— START OF THE DATA —
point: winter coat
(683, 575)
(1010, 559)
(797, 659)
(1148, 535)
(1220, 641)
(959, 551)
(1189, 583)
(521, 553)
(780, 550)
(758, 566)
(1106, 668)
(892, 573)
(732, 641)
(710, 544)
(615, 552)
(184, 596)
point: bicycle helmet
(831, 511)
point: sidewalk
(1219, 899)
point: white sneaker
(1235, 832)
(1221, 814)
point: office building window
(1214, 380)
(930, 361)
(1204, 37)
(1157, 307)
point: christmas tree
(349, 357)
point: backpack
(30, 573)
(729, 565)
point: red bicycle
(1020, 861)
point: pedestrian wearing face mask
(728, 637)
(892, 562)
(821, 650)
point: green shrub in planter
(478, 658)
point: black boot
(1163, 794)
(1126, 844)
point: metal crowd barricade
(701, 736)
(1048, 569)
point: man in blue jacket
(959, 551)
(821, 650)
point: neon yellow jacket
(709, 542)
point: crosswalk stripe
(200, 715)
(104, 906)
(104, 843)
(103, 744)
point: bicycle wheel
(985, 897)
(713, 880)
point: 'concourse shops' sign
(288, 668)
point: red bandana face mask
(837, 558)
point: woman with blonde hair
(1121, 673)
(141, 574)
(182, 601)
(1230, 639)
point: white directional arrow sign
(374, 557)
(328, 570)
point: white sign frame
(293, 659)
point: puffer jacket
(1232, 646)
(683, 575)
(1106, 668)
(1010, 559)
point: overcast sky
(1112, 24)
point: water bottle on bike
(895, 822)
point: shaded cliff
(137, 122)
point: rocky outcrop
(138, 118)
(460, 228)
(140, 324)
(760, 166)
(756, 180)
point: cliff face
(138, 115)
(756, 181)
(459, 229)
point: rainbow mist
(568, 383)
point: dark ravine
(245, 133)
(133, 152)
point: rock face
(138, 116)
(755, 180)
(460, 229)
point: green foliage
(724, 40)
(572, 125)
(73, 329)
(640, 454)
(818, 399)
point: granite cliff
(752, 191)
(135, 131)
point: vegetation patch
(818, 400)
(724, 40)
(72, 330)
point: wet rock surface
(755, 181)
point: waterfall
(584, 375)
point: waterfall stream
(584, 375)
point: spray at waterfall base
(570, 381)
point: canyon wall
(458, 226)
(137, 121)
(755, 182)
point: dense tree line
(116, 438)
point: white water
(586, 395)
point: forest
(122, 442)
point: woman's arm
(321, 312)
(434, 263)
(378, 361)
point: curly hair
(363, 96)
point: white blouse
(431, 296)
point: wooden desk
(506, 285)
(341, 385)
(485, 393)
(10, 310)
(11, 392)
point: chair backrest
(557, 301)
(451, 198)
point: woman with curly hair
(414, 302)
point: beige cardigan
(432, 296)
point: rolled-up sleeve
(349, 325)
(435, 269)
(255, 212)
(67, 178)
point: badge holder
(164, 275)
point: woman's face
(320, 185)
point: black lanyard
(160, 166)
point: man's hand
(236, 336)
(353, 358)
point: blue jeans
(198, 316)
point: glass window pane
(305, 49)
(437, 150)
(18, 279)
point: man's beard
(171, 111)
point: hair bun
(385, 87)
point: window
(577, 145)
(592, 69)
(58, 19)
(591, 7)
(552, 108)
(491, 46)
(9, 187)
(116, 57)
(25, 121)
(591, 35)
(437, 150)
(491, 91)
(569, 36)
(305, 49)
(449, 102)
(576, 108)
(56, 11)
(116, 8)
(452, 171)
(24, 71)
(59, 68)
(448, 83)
— END OF THE DATA —
— START OF THE DATA —
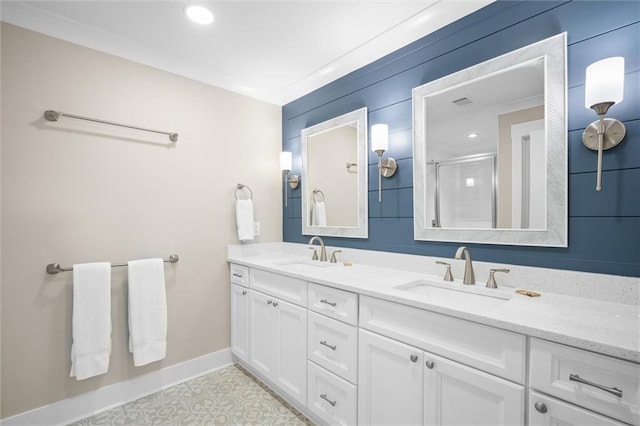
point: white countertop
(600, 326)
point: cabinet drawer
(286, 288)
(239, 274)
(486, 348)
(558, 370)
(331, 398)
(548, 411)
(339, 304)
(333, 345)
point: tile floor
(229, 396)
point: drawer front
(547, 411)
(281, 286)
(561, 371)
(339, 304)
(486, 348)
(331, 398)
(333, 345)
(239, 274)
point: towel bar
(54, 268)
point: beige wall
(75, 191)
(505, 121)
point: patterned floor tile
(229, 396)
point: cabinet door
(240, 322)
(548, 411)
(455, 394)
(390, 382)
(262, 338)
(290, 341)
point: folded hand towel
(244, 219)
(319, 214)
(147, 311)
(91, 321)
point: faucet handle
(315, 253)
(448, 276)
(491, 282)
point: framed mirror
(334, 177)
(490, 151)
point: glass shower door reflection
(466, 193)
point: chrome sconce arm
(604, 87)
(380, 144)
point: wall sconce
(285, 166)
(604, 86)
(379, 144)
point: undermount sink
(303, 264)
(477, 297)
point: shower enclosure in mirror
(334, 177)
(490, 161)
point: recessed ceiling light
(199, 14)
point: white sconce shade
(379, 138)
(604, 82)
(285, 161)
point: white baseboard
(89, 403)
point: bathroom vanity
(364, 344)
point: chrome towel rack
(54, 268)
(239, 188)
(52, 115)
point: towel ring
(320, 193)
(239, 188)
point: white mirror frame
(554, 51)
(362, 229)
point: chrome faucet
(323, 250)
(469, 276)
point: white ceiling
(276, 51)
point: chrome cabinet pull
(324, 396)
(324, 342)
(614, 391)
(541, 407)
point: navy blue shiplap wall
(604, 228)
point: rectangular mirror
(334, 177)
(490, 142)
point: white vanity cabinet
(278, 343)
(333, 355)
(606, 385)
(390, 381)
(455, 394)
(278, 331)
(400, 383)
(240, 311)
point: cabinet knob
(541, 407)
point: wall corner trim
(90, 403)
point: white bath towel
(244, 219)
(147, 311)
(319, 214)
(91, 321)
— END OF THE DATA —
— START OF THE DATA —
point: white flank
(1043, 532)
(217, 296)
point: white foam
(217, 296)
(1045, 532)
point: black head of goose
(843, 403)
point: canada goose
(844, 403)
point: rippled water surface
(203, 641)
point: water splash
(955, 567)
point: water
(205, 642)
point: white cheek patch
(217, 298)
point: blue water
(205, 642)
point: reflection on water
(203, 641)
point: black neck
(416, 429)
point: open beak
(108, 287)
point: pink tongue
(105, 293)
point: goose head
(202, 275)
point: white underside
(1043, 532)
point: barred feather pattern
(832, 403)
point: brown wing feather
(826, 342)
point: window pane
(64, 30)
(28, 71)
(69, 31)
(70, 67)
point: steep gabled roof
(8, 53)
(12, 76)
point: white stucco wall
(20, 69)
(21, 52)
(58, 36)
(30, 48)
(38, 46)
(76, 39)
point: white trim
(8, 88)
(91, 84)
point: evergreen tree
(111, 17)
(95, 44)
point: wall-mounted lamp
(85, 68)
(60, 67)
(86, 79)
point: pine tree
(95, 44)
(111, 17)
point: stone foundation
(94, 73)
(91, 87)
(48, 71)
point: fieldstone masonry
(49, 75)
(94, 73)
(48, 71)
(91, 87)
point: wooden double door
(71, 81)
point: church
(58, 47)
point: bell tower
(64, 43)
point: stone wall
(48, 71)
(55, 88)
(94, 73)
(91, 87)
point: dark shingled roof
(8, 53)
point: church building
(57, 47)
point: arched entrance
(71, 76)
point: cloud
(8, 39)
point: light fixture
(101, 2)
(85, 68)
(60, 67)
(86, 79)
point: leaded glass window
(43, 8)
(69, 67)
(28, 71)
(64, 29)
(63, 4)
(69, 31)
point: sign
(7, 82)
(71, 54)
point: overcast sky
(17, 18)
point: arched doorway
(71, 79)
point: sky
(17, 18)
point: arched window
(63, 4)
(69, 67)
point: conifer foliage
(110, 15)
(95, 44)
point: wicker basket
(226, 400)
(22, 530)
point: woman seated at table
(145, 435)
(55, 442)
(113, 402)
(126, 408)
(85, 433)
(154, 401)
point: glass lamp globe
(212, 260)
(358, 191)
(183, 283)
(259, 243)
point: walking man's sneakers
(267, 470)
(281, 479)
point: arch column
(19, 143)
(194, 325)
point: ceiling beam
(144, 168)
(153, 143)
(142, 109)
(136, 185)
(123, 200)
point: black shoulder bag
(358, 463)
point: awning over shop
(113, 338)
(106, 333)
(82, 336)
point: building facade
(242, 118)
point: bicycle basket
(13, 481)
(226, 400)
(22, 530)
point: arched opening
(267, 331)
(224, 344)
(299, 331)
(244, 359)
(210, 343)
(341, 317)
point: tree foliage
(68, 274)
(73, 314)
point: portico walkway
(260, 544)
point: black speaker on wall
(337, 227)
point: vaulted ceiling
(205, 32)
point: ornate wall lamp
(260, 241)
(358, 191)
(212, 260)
— END OF THE DATA —
§ **WORK REQUIRED**:
Count the lines in the material that contain the word "wooden", matching case exactly, and reply with only that number.

§ **TASK ANSWER**:
2